• Data supplied:
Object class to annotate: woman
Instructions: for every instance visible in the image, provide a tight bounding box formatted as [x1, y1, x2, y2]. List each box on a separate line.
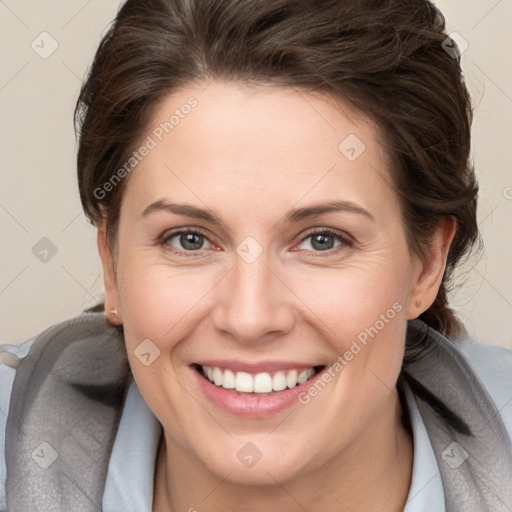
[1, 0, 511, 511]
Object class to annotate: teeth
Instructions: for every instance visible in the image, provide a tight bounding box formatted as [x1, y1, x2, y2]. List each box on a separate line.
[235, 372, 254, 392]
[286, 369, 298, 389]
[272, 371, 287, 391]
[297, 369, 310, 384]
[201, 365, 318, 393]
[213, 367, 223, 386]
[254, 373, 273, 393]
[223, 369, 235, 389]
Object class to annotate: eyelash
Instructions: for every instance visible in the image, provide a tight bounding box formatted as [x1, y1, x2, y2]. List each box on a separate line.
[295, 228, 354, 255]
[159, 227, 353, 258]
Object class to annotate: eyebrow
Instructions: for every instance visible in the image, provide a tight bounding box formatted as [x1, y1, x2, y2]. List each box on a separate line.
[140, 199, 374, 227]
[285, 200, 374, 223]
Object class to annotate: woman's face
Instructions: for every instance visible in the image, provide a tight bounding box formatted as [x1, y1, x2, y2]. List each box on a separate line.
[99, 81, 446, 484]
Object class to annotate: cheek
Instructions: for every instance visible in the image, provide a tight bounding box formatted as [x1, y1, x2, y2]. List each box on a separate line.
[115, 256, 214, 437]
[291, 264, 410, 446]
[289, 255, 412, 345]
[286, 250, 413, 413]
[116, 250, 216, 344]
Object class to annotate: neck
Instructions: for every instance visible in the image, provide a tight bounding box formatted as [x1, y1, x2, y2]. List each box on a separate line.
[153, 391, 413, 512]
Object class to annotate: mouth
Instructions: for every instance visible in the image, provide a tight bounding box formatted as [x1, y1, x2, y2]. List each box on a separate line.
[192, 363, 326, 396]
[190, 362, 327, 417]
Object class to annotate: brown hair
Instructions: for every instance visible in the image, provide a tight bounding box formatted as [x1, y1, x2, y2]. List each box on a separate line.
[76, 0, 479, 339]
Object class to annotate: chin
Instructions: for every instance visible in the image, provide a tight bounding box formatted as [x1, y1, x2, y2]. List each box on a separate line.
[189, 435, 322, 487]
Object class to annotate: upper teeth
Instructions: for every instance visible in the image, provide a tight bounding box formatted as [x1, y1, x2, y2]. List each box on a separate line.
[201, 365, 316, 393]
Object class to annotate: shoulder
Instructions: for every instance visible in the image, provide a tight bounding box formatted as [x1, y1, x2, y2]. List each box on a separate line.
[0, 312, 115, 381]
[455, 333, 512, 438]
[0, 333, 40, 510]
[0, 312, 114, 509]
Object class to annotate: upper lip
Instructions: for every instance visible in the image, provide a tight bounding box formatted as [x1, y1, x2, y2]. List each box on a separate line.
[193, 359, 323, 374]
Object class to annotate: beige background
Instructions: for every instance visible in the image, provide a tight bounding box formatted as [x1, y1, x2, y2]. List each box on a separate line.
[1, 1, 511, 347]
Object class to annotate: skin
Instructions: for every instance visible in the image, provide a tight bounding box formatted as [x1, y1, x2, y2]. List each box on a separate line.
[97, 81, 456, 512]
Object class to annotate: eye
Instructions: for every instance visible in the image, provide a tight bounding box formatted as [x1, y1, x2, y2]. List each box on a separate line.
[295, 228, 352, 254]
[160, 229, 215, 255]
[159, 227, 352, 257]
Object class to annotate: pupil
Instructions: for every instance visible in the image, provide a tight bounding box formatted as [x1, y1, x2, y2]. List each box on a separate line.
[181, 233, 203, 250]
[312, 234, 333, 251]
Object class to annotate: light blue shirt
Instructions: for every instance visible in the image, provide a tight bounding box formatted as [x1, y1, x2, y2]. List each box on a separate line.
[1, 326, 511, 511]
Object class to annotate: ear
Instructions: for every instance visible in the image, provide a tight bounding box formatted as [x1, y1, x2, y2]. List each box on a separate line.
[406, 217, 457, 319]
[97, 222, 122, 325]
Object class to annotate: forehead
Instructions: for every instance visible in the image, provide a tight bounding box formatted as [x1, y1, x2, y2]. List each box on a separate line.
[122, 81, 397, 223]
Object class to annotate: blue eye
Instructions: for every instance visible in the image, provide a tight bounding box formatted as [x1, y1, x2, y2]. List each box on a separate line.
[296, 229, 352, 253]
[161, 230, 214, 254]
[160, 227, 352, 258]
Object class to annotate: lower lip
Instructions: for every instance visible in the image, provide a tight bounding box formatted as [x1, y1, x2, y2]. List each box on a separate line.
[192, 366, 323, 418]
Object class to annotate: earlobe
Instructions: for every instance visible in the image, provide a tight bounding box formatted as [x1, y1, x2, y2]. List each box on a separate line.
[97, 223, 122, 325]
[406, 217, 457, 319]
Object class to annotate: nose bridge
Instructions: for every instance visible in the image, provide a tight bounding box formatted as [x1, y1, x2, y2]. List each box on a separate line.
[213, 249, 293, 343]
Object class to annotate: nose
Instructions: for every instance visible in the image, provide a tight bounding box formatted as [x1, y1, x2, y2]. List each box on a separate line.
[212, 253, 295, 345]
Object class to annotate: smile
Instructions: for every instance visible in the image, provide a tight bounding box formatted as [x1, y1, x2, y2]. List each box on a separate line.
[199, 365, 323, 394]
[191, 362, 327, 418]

• Exercise brief: Every line above from the line with "Object class to annotate: eyebrow" to the line with "Object class to annotate: cheek" is wanted, ends included; write them out exactly and add no other line.

• Solution to this problem:
Object class to annotate: eyebrow
Instructions: for every instance visible in the image, provide a tight bounding box formatted as [x1, y1, x2, y2]. List each box on a separate line.
[140, 199, 374, 227]
[285, 200, 374, 223]
Object class to annotate: woman's face
Instructions: for every instance visible in the image, provide a tight bounding box formatted as [x1, y1, x2, y2]. List each box on a separate line.
[99, 81, 446, 484]
Object class to annotate: cheek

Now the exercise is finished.